__Document section__:
----
Ilana Cowland and Rabbi Jamie Cowland
Over the years, we’ve asked hundreds of people, why do you want to get married?
We’ve received many answers, such as:
I want a partner.
I want to move on to the next stage of life. It’s time to settle down
My parents keep bugging me.
I want to grow.
All my friends are settling down.
I can finally afford a home.
I want kids.
We can relate to many of these sentiments. But they all have one thing in common. They’re all about meeting your own need.
Now, we’re not saying that marriage is a totally selfless endeavor. Marriage consists of two people and you’re one of them! It’s not a selfless experience, but it shouldn’t be a selfish experience either.
It’s a “selves” experience. Two people, two selves, and the way those two selves enjoy marriage is through giving.
here are certain things we’re all more or less ready for. We’re ready to be happy; we’re ready to spend wonderful quality time with the person we love. We’re ready for the kind of companionship that brings us joy and we’re ready to no longer be lonely. We’re all ready for the selfish benefits because we were born selfish. We’ve been very good at selfish pleasures since the day we were born. (If you’re that newborn baby that said to your mom, “Hey mom, you look tired. You just sleep. I’m happy to wait for a few hours before I have my next feed”, then you are the exception.)
There is a lot more to a relationship than what you get.
Being married is like sharing a blanket. There are two ways to share a blanket. If I’m making sure that I’m warm and you’re making sure that you’re warm, we’re both going to spend the night having the blanket pulled off us by the other person. But if we both make it our business to ensure that the other person is warm, then we’ll spend the night feeling someone putting the blanket over our shoulder, as we do the same for them.
Judaism views marriage not as the next selfish stage in the development of one’s own needs and aspirations, but as an ongoing training in one’s ability to give. Committing to that relationship requires being at a place in your own emotional development where you are ready to strive to become a truly committed giver. Am I ready to stop thinking “me” and start thinking “we”?
----
Segmentation labeling entries:
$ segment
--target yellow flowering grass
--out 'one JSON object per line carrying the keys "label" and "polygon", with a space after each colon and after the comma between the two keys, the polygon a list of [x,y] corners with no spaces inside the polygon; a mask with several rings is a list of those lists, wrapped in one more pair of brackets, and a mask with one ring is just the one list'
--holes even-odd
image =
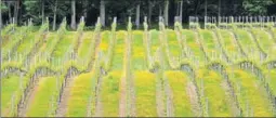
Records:
{"label": "yellow flowering grass", "polygon": [[156,117],[156,76],[140,70],[134,73],[135,106],[137,117]]}
{"label": "yellow flowering grass", "polygon": [[[172,101],[175,117],[193,117],[190,100],[187,94],[188,76],[180,70],[165,73],[172,90]],[[193,101],[193,100],[192,100]]]}

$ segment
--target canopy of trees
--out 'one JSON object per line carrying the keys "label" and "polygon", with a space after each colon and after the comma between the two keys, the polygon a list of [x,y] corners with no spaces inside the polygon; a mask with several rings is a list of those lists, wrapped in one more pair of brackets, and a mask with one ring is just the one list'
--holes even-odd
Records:
{"label": "canopy of trees", "polygon": [[[150,24],[157,24],[163,16],[166,25],[172,25],[174,16],[182,23],[188,16],[238,16],[238,15],[275,15],[276,0],[1,0],[2,24],[24,25],[28,18],[34,24],[42,24],[49,17],[53,29],[66,17],[70,28],[81,16],[86,25],[95,24],[97,16],[103,26],[110,25],[113,17],[124,24],[132,16],[136,26],[144,16]],[[14,17],[14,18],[13,18]]]}

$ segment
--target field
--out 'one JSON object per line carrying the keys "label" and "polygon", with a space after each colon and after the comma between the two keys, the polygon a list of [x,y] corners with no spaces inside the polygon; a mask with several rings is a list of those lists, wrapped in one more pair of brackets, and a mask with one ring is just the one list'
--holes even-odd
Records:
{"label": "field", "polygon": [[276,28],[2,30],[1,113],[276,117]]}

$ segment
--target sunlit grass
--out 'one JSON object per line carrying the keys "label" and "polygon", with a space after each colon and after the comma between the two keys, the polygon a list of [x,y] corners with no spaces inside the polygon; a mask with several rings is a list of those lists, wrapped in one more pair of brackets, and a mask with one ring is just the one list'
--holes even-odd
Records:
{"label": "sunlit grass", "polygon": [[134,88],[136,93],[136,116],[156,117],[156,77],[147,71],[135,71]]}
{"label": "sunlit grass", "polygon": [[55,77],[40,78],[34,100],[28,107],[28,117],[50,116],[54,112],[57,95],[57,80]]}
{"label": "sunlit grass", "polygon": [[[70,97],[68,100],[67,115],[69,117],[87,116],[90,99],[92,95],[92,79],[93,73],[79,75],[74,79],[73,87],[70,88]],[[95,80],[94,80],[95,81]],[[93,107],[93,106],[91,106]]]}
{"label": "sunlit grass", "polygon": [[213,70],[200,69],[198,74],[197,84],[200,88],[203,87],[200,89],[203,91],[201,101],[205,107],[208,107],[206,110],[208,116],[234,116],[227,102],[226,91],[223,88],[223,79]]}
{"label": "sunlit grass", "polygon": [[244,110],[244,116],[250,116],[252,112],[254,117],[272,116],[263,84],[258,79],[248,71],[234,69],[234,78],[231,78],[231,81],[234,82],[235,93]]}
{"label": "sunlit grass", "polygon": [[[193,117],[192,104],[187,94],[188,77],[182,71],[166,71],[173,94],[175,117]],[[193,101],[193,100],[192,100]]]}
{"label": "sunlit grass", "polygon": [[103,116],[119,116],[119,83],[122,71],[111,71],[103,77],[103,84],[100,93]]}

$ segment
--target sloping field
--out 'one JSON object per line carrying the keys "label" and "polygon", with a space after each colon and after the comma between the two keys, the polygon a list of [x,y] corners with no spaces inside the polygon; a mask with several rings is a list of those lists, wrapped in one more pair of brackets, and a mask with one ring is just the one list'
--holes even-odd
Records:
{"label": "sloping field", "polygon": [[114,24],[6,34],[2,116],[276,117],[276,43],[268,29],[132,30],[129,24],[116,30]]}

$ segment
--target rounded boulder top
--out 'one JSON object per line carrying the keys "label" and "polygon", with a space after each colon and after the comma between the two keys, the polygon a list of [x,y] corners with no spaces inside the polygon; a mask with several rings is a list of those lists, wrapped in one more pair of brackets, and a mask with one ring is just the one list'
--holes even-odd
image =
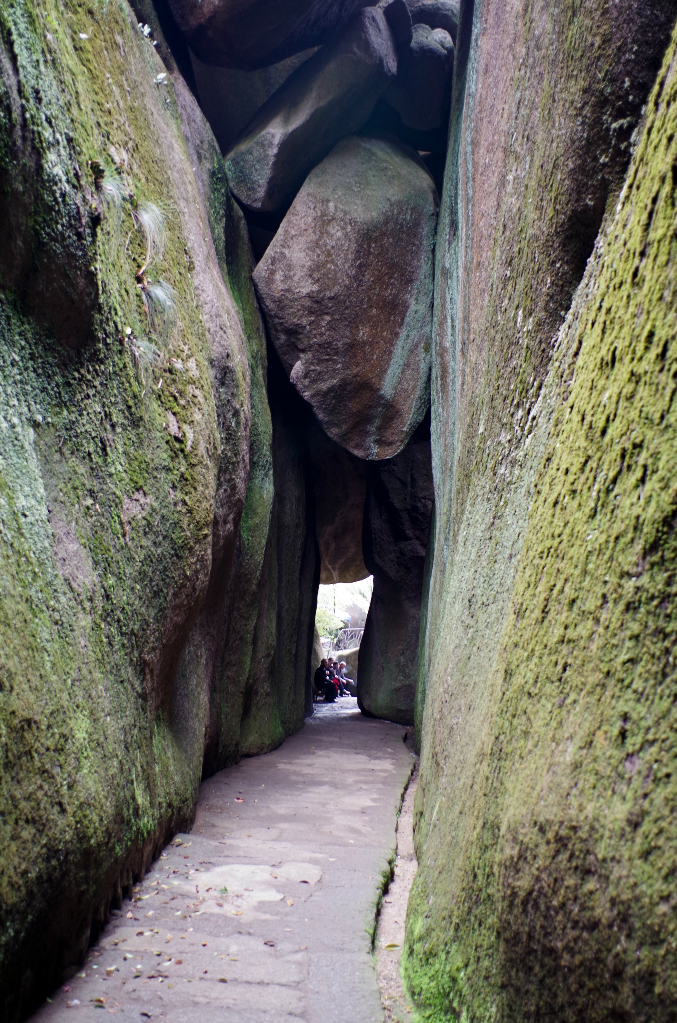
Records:
{"label": "rounded boulder top", "polygon": [[428,406],[438,207],[416,153],[351,136],[308,176],[254,272],[289,380],[361,458],[397,454]]}

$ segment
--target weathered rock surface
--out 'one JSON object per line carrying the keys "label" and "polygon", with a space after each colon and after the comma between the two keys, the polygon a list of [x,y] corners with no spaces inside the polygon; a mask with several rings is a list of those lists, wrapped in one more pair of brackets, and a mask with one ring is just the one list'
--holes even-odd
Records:
{"label": "weathered rock surface", "polygon": [[428,403],[435,183],[351,137],[308,177],[254,272],[285,371],[360,458],[400,451]]}
{"label": "weathered rock surface", "polygon": [[436,153],[441,160],[445,160],[447,152],[447,139],[449,135],[448,112],[445,114],[442,124],[438,128],[431,128],[423,131],[419,128],[409,128],[405,125],[401,115],[385,98],[379,99],[373,108],[373,114],[359,131],[365,138],[388,137],[394,135],[396,138],[424,155],[423,162],[427,159],[425,154]]}
{"label": "weathered rock surface", "polygon": [[407,128],[439,128],[449,114],[454,44],[444,29],[416,25],[409,49],[398,63],[397,78],[383,98]]}
{"label": "weathered rock surface", "polygon": [[674,43],[559,333],[677,15],[614,10],[459,26],[403,961],[449,1023],[674,1012]]}
{"label": "weathered rock surface", "polygon": [[169,4],[199,60],[255,71],[331,43],[368,0],[169,0]]}
{"label": "weathered rock surface", "polygon": [[[188,826],[206,742],[221,766],[270,748],[307,709],[317,576],[307,455],[302,473],[289,469],[305,417],[276,446],[245,225],[240,215],[239,236],[226,236],[224,209],[239,211],[216,142],[173,61],[162,63],[169,51],[152,28],[144,38],[124,4],[85,12],[75,0],[26,0],[0,11],[0,216],[11,229],[0,246],[8,1021],[78,965],[109,906]],[[128,193],[156,228],[145,275],[146,286],[171,285],[166,342],[150,332],[137,286],[148,243]],[[228,656],[240,663],[252,632],[272,628],[274,643],[280,629],[283,664],[238,704],[221,671],[229,585],[266,570],[274,582],[237,593]],[[272,618],[260,616],[262,601],[275,604]],[[239,738],[229,745],[232,720]]]}
{"label": "weathered rock surface", "polygon": [[314,52],[304,50],[260,71],[214,68],[190,54],[199,105],[222,152],[232,149],[260,107]]}
{"label": "weathered rock surface", "polygon": [[413,25],[444,29],[456,41],[460,0],[406,0]]}
{"label": "weathered rock surface", "polygon": [[362,553],[367,463],[324,433],[313,417],[308,425],[315,493],[320,583],[357,582],[369,575]]}
{"label": "weathered rock surface", "polygon": [[309,171],[367,121],[397,75],[397,48],[405,40],[394,35],[388,15],[400,7],[406,13],[402,0],[363,11],[264,103],[226,161],[238,203],[254,213],[284,212]]}
{"label": "weathered rock surface", "polygon": [[369,463],[364,560],[373,595],[360,646],[361,710],[414,722],[421,595],[433,510],[430,418],[404,451]]}

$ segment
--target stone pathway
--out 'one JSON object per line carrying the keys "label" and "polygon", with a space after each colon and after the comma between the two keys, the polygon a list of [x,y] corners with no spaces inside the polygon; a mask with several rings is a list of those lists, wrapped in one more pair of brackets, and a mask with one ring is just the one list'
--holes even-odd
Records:
{"label": "stone pathway", "polygon": [[404,948],[404,925],[407,903],[418,862],[414,852],[414,796],[418,785],[416,771],[404,797],[397,824],[397,858],[395,876],[383,898],[376,933],[376,974],[380,997],[386,1010],[386,1023],[406,1023],[411,1020],[411,1004],[405,995],[400,974]]}
{"label": "stone pathway", "polygon": [[35,1023],[102,1009],[140,1023],[380,1023],[370,932],[414,763],[405,733],[344,698],[205,782],[191,834]]}

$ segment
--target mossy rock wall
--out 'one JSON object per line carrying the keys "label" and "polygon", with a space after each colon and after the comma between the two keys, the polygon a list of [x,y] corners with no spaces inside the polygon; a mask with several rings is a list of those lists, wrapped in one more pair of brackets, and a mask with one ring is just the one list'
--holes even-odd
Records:
{"label": "mossy rock wall", "polygon": [[[273,452],[246,230],[151,14],[145,38],[124,0],[0,4],[0,1015],[10,1021],[69,975],[109,906],[189,827],[202,771],[281,742],[307,699],[306,479],[274,478],[275,457],[283,466],[288,455],[283,442]],[[145,279],[172,288],[166,337],[150,332],[138,286],[146,246],[132,208],[144,203],[165,227]],[[144,351],[150,363],[137,364]],[[298,496],[283,569],[278,484]],[[277,612],[285,587],[296,632]],[[254,720],[241,692],[253,644],[271,629],[279,649],[280,626],[294,633],[292,667]]]}
{"label": "mossy rock wall", "polygon": [[461,11],[404,953],[423,1019],[674,1018],[676,14]]}

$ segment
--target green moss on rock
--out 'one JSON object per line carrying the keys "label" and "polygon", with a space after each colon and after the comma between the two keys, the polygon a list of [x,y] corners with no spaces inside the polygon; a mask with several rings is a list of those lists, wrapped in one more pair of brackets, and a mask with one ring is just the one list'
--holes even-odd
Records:
{"label": "green moss on rock", "polygon": [[[617,207],[627,149],[607,116],[625,102],[612,54],[637,11],[622,5],[612,40],[602,5],[546,7],[520,25],[509,6],[476,4],[471,33],[459,28],[403,958],[436,1023],[674,1016],[675,41]],[[635,82],[675,13],[639,15],[653,36],[640,33]],[[491,63],[513,29],[525,48]],[[576,53],[574,74],[553,75]],[[495,88],[493,107],[488,83],[513,59],[514,101]],[[589,147],[595,119],[606,149]],[[607,219],[558,329],[576,280],[558,228],[578,187],[599,187]]]}

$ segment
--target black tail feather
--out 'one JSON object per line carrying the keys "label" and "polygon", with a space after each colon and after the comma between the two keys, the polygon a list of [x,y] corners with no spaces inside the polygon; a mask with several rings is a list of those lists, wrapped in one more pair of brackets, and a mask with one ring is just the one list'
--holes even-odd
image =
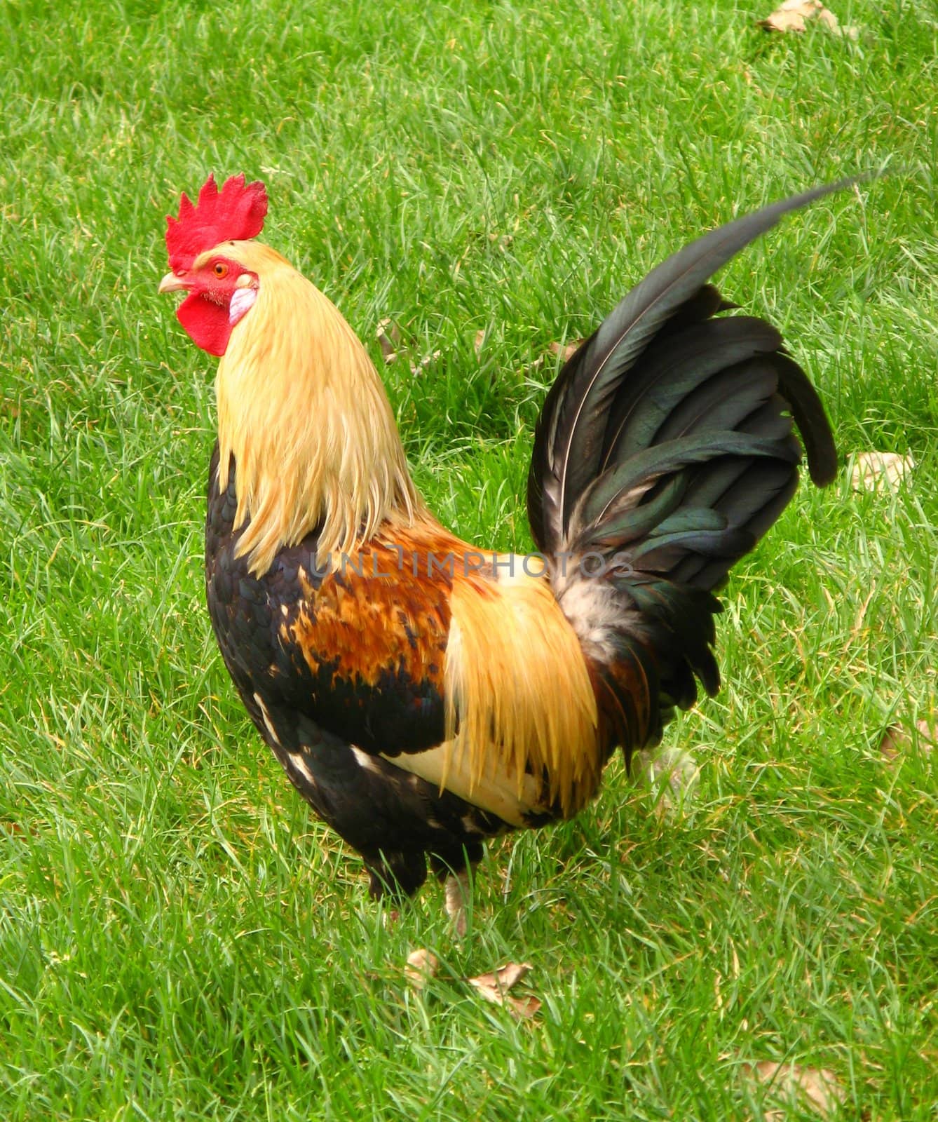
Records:
{"label": "black tail feather", "polygon": [[[527,506],[549,558],[599,552],[614,576],[557,581],[627,749],[708,692],[711,595],[784,509],[801,434],[822,486],[837,453],[820,398],[763,320],[709,277],[817,187],[714,230],[657,266],[567,362],[537,424]],[[572,589],[577,589],[572,592]],[[600,707],[603,707],[600,698]]]}

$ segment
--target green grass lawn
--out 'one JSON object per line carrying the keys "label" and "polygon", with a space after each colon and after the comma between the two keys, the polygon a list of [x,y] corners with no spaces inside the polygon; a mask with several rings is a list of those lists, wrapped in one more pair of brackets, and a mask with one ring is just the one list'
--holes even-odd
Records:
{"label": "green grass lawn", "polygon": [[[830,3],[858,42],[770,38],[771,0],[0,7],[0,1118],[763,1119],[760,1060],[829,1068],[845,1119],[938,1116],[938,764],[879,751],[938,709],[938,10]],[[724,690],[665,742],[691,810],[615,764],[491,847],[463,945],[432,885],[386,927],[210,633],[214,362],[156,295],[178,192],[263,177],[265,239],[378,361],[385,316],[440,352],[383,366],[417,482],[524,549],[549,344],[885,162],[720,285],[844,458],[911,485],[806,486],[739,567]],[[532,1022],[462,981],[507,960]]]}

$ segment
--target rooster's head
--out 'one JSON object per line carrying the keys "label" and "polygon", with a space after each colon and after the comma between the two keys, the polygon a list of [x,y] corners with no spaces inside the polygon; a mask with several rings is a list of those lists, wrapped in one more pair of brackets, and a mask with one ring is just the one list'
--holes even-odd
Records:
{"label": "rooster's head", "polygon": [[257,298],[257,274],[237,260],[237,243],[260,233],[266,213],[263,183],[232,175],[219,191],[210,175],[199,202],[183,193],[180,217],[166,220],[172,272],[159,291],[188,293],[176,314],[196,347],[210,355],[224,353],[232,328]]}

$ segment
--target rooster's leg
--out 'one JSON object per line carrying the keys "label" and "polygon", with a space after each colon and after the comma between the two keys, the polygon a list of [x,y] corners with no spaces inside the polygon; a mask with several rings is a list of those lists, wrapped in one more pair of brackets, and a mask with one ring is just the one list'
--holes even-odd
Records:
{"label": "rooster's leg", "polygon": [[657,795],[656,804],[664,815],[674,815],[693,802],[700,769],[690,752],[643,748],[636,763],[640,780]]}
{"label": "rooster's leg", "polygon": [[469,902],[469,873],[462,868],[458,873],[451,873],[444,885],[447,895],[447,916],[453,926],[456,937],[461,939],[466,935],[466,907]]}

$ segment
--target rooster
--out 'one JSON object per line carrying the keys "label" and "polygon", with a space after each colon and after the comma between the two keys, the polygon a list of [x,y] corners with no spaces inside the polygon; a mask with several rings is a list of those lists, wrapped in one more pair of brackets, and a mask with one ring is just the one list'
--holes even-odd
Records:
{"label": "rooster", "polygon": [[256,241],[261,183],[209,177],[169,218],[177,315],[219,356],[205,587],[224,663],[291,782],[375,896],[427,862],[465,930],[482,844],[577,813],[616,747],[714,695],[714,592],[837,467],[817,393],[710,276],[785,213],[715,230],[641,282],[561,369],[534,434],[537,552],[461,541],[407,471],[339,310]]}

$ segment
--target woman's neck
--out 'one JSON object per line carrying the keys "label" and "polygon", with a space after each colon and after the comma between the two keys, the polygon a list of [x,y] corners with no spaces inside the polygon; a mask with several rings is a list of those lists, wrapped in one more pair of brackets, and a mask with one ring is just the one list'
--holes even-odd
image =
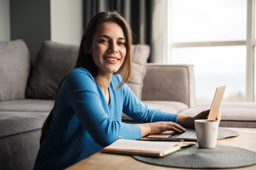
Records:
{"label": "woman's neck", "polygon": [[107,75],[97,75],[95,77],[95,81],[99,84],[106,98],[107,104],[110,104],[110,103],[109,86],[110,84],[112,76],[112,74],[107,74]]}

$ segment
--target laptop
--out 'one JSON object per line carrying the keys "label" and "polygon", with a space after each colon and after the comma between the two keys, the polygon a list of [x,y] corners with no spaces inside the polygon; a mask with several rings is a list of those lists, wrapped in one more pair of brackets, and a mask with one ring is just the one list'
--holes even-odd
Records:
{"label": "laptop", "polygon": [[[225,85],[217,87],[212,103],[210,109],[210,113],[208,117],[208,120],[215,120],[221,101],[223,98],[224,91],[225,89]],[[147,136],[147,138],[154,140],[196,140],[196,131],[194,129],[186,129],[186,131],[181,134],[176,134],[173,131],[166,131],[161,134],[154,134]]]}

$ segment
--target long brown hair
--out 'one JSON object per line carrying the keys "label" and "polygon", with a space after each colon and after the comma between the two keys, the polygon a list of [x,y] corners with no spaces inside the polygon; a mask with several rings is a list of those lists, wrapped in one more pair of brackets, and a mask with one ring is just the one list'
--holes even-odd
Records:
{"label": "long brown hair", "polygon": [[[118,86],[116,88],[116,89],[118,89],[127,81],[129,77],[131,75],[131,45],[132,42],[132,37],[131,28],[129,24],[127,23],[125,19],[116,11],[100,12],[91,18],[82,36],[78,57],[75,68],[85,68],[88,70],[94,77],[98,75],[99,69],[94,63],[92,55],[90,54],[88,54],[87,52],[88,51],[88,49],[92,44],[93,36],[95,34],[99,26],[103,23],[110,21],[117,23],[122,28],[125,37],[125,45],[127,48],[127,55],[124,57],[123,64],[122,64],[119,70],[117,70],[117,72],[114,73],[120,74],[124,72],[122,81],[120,84],[119,84]],[[60,90],[65,78],[65,76],[62,79],[57,89],[54,100],[57,97],[58,92]],[[40,137],[40,144],[41,144],[42,140],[46,135],[47,129],[51,122],[53,118],[53,108],[51,110],[48,116],[43,124],[41,129],[41,135]]]}

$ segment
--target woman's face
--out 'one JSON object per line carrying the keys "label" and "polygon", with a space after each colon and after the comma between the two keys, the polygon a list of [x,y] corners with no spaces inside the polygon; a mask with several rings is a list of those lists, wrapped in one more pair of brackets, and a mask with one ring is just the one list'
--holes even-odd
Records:
{"label": "woman's face", "polygon": [[88,53],[91,54],[100,74],[113,74],[124,62],[127,49],[122,28],[114,22],[100,24]]}

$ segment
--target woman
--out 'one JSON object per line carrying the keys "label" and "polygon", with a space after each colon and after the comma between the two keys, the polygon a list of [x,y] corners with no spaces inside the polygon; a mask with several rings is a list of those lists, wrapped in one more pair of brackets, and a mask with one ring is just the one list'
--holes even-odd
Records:
{"label": "woman", "polygon": [[[132,68],[132,33],[117,12],[94,16],[81,40],[75,69],[60,83],[54,107],[42,128],[34,169],[63,169],[101,150],[119,137],[193,127],[195,117],[151,109],[125,82]],[[119,74],[124,72],[124,77]],[[140,124],[122,123],[122,113]]]}

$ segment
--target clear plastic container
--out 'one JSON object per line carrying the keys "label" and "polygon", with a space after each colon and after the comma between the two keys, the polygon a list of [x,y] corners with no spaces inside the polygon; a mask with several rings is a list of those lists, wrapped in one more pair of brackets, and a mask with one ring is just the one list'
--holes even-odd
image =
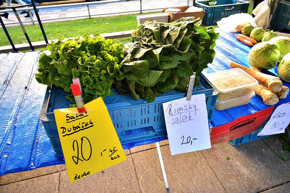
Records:
{"label": "clear plastic container", "polygon": [[219,91],[219,101],[251,95],[258,81],[240,68],[208,74],[206,77]]}
{"label": "clear plastic container", "polygon": [[235,107],[246,104],[250,102],[251,98],[255,95],[255,92],[252,91],[251,94],[246,96],[225,101],[219,101],[218,100],[216,101],[215,108],[219,111],[221,111]]}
----
__Required actions__:
a: In the essay on why people want to get married, what do the reasons people gave all have in common?
b: Extend the essay on readiness for marriage past its final sentence.

__Replies__:
a: They are all about meeting your own need.

b:
Thinking “we” means that if my spouse is happy, I’m happy. Thinking “we” means that if we’re in a fight, we’re both losers. Thinking “we” means that if we disagree on something, we’re committed to finding a solution that we’re both happy with. Thinking “we” means that when we need to compromise, it’s not a question of me waiting to see how much you’re willing to sacrifice to make me happy. It’s a question of how far I can go to make you happy, and the word sacrifice doesn’t come in to it, because when I’m giving to my partner, I am giving to us.
If you can view your spouse as an integral part of you and stretch your definition of self to include your significant other, then giving to them is like giving to yourself. Making them happy makes you happy. There’s no sacrifice.
So what prevents us from being more of a giver?
For people whose nature allows them to give easily, being ready to give in a marriage is pretty straight forward. (If anything, their challenge might be allowing themselves to be given to, but that’s a different conversation!) If you’re used to putting yourself first, which is very normal, getting ready for marriage consists of becoming conscious of this tendency and expanding your consciousness to include others.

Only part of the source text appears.